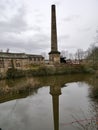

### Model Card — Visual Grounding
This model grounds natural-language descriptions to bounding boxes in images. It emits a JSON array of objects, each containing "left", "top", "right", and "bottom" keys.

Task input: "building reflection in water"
[{"left": 50, "top": 86, "right": 61, "bottom": 130}]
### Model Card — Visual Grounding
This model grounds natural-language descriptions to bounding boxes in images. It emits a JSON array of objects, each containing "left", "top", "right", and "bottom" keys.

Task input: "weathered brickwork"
[{"left": 0, "top": 52, "right": 44, "bottom": 73}]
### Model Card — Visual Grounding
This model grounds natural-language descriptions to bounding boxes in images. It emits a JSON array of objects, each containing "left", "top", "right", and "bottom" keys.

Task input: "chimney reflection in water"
[{"left": 50, "top": 86, "right": 61, "bottom": 130}]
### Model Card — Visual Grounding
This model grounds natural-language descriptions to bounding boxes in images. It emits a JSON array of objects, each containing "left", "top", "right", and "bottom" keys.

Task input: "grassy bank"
[{"left": 6, "top": 65, "right": 95, "bottom": 78}]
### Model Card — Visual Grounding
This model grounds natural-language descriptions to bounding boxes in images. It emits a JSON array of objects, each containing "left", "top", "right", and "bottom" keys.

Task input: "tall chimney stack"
[{"left": 49, "top": 5, "right": 60, "bottom": 63}]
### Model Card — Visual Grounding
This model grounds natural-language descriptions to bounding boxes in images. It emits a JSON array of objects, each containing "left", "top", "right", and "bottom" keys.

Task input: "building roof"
[{"left": 0, "top": 52, "right": 43, "bottom": 59}]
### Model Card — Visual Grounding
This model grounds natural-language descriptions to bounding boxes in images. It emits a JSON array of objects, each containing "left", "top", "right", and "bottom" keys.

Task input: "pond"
[{"left": 0, "top": 75, "right": 98, "bottom": 130}]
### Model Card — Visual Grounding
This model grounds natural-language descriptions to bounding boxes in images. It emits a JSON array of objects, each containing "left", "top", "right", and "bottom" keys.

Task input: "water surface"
[{"left": 0, "top": 75, "right": 98, "bottom": 130}]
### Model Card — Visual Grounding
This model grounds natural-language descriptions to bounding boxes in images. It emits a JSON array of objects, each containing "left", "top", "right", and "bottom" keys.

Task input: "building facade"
[{"left": 0, "top": 52, "right": 44, "bottom": 73}]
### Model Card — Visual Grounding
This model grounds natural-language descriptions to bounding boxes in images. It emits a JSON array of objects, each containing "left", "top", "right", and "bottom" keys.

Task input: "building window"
[
  {"left": 34, "top": 57, "right": 36, "bottom": 61},
  {"left": 16, "top": 63, "right": 21, "bottom": 67},
  {"left": 0, "top": 60, "right": 4, "bottom": 68}
]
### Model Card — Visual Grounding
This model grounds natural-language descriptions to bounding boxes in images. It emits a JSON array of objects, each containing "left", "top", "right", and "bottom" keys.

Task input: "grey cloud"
[
  {"left": 59, "top": 34, "right": 70, "bottom": 41},
  {"left": 78, "top": 27, "right": 92, "bottom": 32},
  {"left": 63, "top": 15, "right": 80, "bottom": 22},
  {"left": 0, "top": 8, "right": 28, "bottom": 33}
]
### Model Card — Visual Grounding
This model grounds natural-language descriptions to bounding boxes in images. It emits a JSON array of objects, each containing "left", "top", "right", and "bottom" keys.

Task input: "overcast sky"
[{"left": 0, "top": 0, "right": 98, "bottom": 54}]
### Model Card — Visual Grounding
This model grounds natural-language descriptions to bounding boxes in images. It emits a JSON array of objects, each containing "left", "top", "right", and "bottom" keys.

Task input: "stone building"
[{"left": 0, "top": 52, "right": 44, "bottom": 73}]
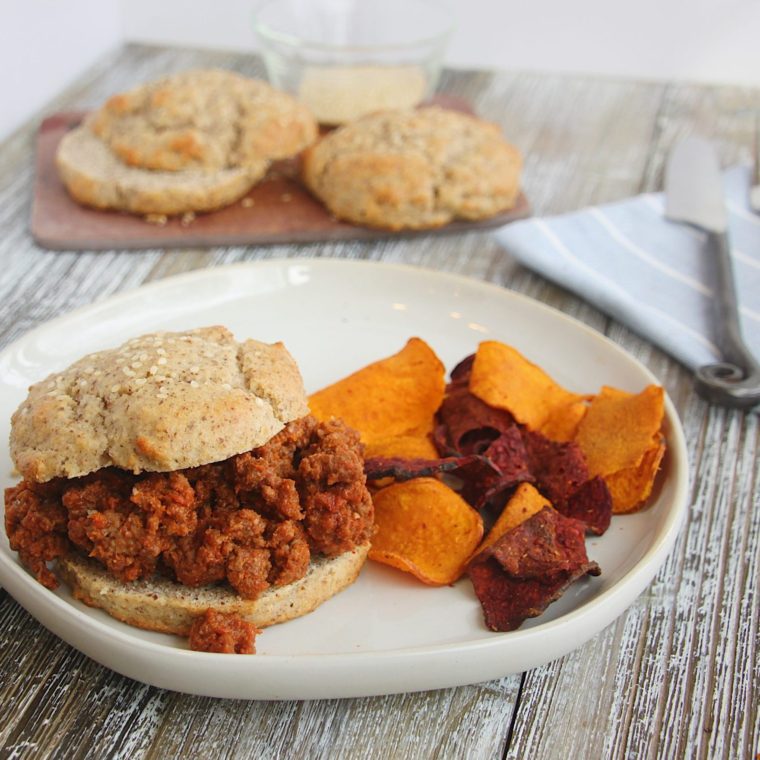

**Instructions to follow**:
Count the lines above that include the word "building", and reply with that number alone.

**Task response**:
5